>> BEGIN TASK INPUTS

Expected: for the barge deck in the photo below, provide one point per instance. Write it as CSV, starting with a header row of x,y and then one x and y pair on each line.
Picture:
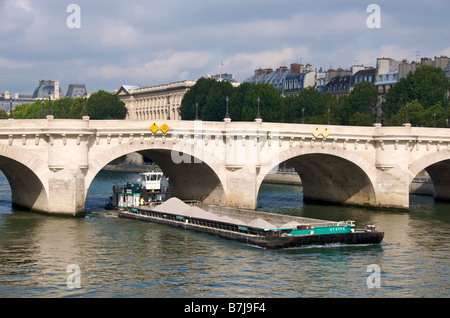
x,y
267,230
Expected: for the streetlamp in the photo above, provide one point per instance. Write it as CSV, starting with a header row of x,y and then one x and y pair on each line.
x,y
406,119
227,116
196,111
49,105
10,108
258,116
43,111
168,106
85,105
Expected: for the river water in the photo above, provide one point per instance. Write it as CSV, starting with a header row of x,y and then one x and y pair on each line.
x,y
102,255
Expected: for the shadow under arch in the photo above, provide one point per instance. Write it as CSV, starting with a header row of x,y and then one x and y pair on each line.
x,y
333,179
189,180
27,190
438,168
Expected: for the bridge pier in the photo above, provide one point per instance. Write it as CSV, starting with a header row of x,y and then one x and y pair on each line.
x,y
440,174
241,188
66,192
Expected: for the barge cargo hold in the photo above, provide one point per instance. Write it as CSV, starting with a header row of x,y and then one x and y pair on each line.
x,y
267,230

>> END TASK INPUTS

GIVEN TASK ▸ Write out the entries again, starting with the line that contains "Expected: for the barge cargo" and continuing through the end of the entries, with the request line included. Multiply every coordinate in the answers by 0.75 and round to whole numbers, rounding halves up.

FINAL RESULT ▸
Expected: for the barge cargo hold in the photo above, provide one point per instance. Write it as CSV, starting with a header row of x,y and then one x and y pair on each line.
x,y
200,173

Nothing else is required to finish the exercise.